*** Opening RECORD EXCERPTS ***
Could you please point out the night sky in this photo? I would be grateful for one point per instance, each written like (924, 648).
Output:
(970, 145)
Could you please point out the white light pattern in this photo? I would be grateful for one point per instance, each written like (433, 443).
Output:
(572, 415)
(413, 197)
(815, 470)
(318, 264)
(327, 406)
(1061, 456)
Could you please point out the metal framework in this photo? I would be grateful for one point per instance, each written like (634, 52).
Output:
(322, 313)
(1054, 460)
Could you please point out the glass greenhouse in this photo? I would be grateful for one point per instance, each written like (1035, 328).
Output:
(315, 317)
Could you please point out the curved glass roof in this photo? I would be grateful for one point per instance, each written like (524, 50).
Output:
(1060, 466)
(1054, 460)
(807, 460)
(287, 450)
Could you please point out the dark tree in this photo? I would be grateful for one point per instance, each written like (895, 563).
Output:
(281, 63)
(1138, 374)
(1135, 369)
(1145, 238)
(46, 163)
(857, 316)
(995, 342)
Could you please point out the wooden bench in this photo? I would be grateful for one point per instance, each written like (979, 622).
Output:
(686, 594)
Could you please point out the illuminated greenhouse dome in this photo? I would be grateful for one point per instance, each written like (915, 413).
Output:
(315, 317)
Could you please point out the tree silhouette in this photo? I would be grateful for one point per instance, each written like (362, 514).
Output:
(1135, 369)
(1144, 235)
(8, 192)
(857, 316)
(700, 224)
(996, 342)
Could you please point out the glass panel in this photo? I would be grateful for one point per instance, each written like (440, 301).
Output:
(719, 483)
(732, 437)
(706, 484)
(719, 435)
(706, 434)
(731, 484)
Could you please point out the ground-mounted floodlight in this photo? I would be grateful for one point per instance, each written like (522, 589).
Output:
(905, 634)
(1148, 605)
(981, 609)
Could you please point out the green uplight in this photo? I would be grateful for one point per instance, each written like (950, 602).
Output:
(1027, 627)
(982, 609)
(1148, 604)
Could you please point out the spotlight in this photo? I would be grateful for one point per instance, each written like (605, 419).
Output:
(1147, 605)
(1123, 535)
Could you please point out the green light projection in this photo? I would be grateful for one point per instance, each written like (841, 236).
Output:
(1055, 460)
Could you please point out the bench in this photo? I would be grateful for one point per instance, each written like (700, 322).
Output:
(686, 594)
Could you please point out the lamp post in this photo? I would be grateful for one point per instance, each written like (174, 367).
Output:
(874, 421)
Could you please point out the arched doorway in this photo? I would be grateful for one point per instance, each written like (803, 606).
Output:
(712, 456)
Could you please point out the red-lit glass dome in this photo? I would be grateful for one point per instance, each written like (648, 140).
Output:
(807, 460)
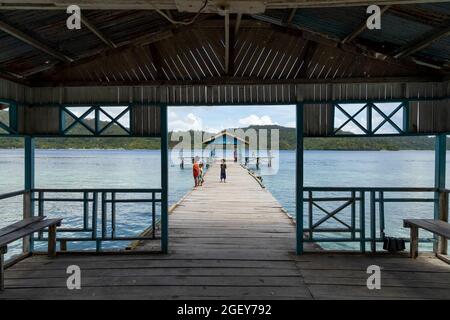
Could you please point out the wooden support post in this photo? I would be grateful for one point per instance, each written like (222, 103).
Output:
(28, 206)
(227, 42)
(439, 178)
(414, 244)
(164, 181)
(63, 245)
(299, 179)
(443, 215)
(3, 251)
(52, 240)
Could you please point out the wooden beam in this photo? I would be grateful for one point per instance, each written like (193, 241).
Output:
(227, 42)
(287, 20)
(361, 28)
(173, 4)
(347, 47)
(423, 42)
(230, 80)
(97, 32)
(33, 42)
(306, 58)
(237, 25)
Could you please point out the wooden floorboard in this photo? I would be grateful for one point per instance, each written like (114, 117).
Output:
(229, 241)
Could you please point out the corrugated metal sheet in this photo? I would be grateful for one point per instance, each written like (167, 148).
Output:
(337, 22)
(396, 30)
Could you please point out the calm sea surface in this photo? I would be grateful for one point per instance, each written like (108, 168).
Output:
(140, 169)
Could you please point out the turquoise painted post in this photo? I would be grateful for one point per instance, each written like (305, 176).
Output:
(164, 181)
(439, 169)
(28, 205)
(439, 178)
(299, 179)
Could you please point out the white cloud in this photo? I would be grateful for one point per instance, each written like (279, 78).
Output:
(189, 122)
(256, 121)
(291, 124)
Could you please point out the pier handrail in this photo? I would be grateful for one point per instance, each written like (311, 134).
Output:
(357, 200)
(98, 222)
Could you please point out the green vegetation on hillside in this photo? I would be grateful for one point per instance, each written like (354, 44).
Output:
(287, 140)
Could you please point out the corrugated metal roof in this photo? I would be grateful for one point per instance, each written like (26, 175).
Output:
(396, 30)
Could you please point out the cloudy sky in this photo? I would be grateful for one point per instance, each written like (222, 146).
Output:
(214, 119)
(217, 118)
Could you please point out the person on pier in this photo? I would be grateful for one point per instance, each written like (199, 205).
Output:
(201, 174)
(223, 171)
(196, 171)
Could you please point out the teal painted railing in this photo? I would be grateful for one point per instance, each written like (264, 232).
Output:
(358, 214)
(99, 213)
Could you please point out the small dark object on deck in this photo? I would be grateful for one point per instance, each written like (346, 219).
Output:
(393, 245)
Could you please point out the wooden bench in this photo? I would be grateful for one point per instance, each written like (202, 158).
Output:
(438, 227)
(22, 229)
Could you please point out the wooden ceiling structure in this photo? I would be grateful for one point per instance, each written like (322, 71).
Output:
(216, 52)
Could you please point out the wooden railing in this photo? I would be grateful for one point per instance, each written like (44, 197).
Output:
(358, 214)
(99, 213)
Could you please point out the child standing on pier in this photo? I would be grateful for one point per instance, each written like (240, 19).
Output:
(196, 172)
(223, 171)
(201, 174)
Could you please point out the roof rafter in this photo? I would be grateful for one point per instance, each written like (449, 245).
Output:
(361, 27)
(423, 42)
(353, 48)
(28, 39)
(97, 32)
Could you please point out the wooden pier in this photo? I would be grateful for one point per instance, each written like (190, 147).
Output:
(229, 241)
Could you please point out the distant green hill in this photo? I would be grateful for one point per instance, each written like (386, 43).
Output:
(288, 136)
(287, 141)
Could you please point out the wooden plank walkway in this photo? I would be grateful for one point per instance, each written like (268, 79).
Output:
(229, 241)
*** Closing RECORD EXCERPTS ***
HOW TO COMPLETE THIS TASK: Pull every line holding "tree" out of the records.

SOLUTION:
Could you please point out the dark tree in this photo? I would be grateful for one point per instance, each written like (895, 563).
Could you please point out the tree silhouette in this photo? I would be grateful for one point per instance, each written like (362, 514).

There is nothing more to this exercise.